### Written problem
Shift the coordinates in the lines below by adding 140 to every number in the answers. Give these lines again, requests included, starting with the line containing "Confirm that each instance of the twig" and going on through the last line.

Start of Input

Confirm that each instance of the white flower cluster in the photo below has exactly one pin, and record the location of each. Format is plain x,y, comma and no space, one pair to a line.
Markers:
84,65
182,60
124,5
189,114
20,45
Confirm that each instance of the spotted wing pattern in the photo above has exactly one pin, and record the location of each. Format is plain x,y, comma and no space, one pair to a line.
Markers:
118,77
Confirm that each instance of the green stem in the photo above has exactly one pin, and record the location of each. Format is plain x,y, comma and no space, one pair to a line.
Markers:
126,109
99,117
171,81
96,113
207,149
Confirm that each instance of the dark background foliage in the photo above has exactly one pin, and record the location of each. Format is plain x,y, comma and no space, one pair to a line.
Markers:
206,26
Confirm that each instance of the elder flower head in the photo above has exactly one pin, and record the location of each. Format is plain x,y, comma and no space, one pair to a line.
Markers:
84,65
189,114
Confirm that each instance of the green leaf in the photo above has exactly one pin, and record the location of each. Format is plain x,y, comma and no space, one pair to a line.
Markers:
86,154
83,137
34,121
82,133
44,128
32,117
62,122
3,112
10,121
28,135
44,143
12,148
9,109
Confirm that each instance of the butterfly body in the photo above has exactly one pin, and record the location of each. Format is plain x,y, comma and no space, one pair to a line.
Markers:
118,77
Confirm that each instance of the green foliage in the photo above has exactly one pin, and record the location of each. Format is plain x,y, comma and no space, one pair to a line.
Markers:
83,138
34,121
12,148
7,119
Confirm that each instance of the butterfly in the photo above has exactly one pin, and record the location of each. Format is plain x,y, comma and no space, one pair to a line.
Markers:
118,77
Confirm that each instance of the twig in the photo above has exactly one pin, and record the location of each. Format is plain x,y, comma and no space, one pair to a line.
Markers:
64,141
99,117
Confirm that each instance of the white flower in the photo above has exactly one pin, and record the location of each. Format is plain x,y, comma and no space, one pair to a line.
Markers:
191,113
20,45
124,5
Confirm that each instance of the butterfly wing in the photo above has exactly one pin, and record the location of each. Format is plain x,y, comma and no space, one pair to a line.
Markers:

End of Input

### Expected answer
Confirm that each instance of the twig in the photo above has exactly one pin, and record the location of each. Format is plain x,y, comma and no space, one pair to a line.
Markers:
204,281
239,257
Confirm that each instance of the white flower in the photo above has exactly one pin, and record the location of each. Format is plain x,y, comma and no space, one pair to a line.
Markers:
331,253
160,185
264,145
Confirm that each instance of the butterfly wing in the photo above has exactly one pin, and record the location of each. Format is plain x,y, comma and no space, one pair to a line.
Markers:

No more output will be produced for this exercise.